DIRECTIONS FOR THIS TASK —
Quote the listing below in its entirety.

EXTRACTED RECORDS —
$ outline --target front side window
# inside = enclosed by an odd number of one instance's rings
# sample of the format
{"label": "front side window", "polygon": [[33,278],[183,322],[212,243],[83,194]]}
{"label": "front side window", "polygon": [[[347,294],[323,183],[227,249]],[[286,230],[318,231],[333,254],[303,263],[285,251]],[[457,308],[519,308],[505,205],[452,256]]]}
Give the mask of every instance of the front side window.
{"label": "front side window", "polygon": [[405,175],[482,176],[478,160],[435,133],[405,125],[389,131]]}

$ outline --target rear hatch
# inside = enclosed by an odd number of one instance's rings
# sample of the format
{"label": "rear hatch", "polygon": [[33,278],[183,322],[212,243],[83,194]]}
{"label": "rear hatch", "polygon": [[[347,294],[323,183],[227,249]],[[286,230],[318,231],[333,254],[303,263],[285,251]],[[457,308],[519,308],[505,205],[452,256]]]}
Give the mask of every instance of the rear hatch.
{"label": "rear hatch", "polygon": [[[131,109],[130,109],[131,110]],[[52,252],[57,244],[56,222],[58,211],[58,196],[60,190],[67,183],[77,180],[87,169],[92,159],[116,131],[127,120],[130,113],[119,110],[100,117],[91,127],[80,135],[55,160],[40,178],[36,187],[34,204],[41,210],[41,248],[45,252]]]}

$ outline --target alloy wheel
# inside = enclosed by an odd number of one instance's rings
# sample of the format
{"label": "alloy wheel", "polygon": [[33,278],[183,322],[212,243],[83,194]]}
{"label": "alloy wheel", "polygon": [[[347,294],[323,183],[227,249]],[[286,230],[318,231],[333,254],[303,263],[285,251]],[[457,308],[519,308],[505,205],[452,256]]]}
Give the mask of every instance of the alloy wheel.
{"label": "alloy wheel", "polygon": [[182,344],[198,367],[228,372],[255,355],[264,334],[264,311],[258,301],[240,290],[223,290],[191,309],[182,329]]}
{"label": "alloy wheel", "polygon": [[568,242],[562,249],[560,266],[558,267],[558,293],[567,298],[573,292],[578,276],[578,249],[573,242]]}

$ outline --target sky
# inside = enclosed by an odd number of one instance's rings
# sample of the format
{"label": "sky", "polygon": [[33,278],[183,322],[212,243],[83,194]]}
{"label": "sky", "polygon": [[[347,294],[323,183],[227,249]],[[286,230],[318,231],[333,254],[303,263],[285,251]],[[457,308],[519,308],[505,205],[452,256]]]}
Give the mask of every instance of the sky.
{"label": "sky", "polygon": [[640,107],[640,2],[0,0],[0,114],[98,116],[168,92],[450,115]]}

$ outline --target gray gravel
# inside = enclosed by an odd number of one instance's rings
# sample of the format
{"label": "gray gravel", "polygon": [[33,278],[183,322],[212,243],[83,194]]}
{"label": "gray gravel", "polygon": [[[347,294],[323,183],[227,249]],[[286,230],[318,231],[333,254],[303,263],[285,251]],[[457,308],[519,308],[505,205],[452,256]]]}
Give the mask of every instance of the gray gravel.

PROBLEM SOLUTION —
$ outline --target front side window
# inside = enclosed by an odd number of one instance's rings
# sample of the format
{"label": "front side window", "polygon": [[33,278],[183,322],[212,243],[83,194]]}
{"label": "front side window", "polygon": [[[347,294],[323,183],[227,249]],[[286,230],[318,231],[333,254],[303,263],[285,251]],[[457,308],[519,308],[505,205],[452,256]]]}
Give the mask of every instance of the front side window.
{"label": "front side window", "polygon": [[405,175],[482,176],[478,160],[435,133],[405,125],[389,131]]}

$ outline --target rear hatch
# inside = enclosed by an odd number of one instance's rings
# sample of the format
{"label": "rear hatch", "polygon": [[33,278],[183,322],[212,243],[83,194]]}
{"label": "rear hatch", "polygon": [[[347,294],[323,183],[227,249]],[[286,230],[318,231],[333,254],[303,263],[285,251]],[[457,308],[519,308],[505,205],[452,256]]]}
Give the mask of every instance of the rear hatch.
{"label": "rear hatch", "polygon": [[[131,109],[130,109],[131,110]],[[52,252],[57,244],[56,222],[58,211],[58,196],[60,190],[67,183],[77,180],[87,169],[92,159],[116,131],[127,120],[130,113],[119,110],[100,117],[91,127],[80,135],[55,160],[40,178],[36,187],[34,204],[41,210],[41,248],[45,252]]]}

$ outline --target alloy wheel
# inside = enclosed by an odd number of one instance's rings
# sample of the format
{"label": "alloy wheel", "polygon": [[33,278],[183,322],[212,243],[83,194]]}
{"label": "alloy wheel", "polygon": [[[347,294],[323,183],[227,249]],[[286,230],[318,231],[333,254],[303,263],[285,251]],[[457,308],[519,308],[505,205],[452,256]]]}
Give the mask of every instance of the alloy wheel.
{"label": "alloy wheel", "polygon": [[182,344],[198,367],[228,372],[255,355],[264,334],[264,311],[258,301],[240,290],[223,290],[191,309],[182,329]]}
{"label": "alloy wheel", "polygon": [[568,242],[562,249],[560,266],[558,267],[558,293],[567,298],[573,292],[578,276],[578,249],[573,242]]}

$ outline --target sky
# inside = enclosed by an odd number of one instance's rings
# sample of the format
{"label": "sky", "polygon": [[33,278],[183,322],[212,243],[83,194]]}
{"label": "sky", "polygon": [[[347,294],[323,183],[227,249]],[[286,230],[318,231],[333,254],[303,263],[285,251]],[[457,308],[519,308],[505,205],[452,256]]]}
Give the mask of every instance of the sky.
{"label": "sky", "polygon": [[640,107],[640,2],[0,0],[0,114],[98,116],[168,92],[450,115]]}

$ outline --target gray gravel
# inside = enclosed by an odd number of one instance's rings
# sample of the format
{"label": "gray gravel", "polygon": [[33,278],[183,322],[212,243],[83,194]]}
{"label": "gray gravel", "polygon": [[[347,294],[323,183],[227,249]],[[286,230],[318,231],[333,254],[303,263],[285,251]],[[457,308],[519,308],[505,205],[452,256]]]}
Give the mask of every instance of the gray gravel.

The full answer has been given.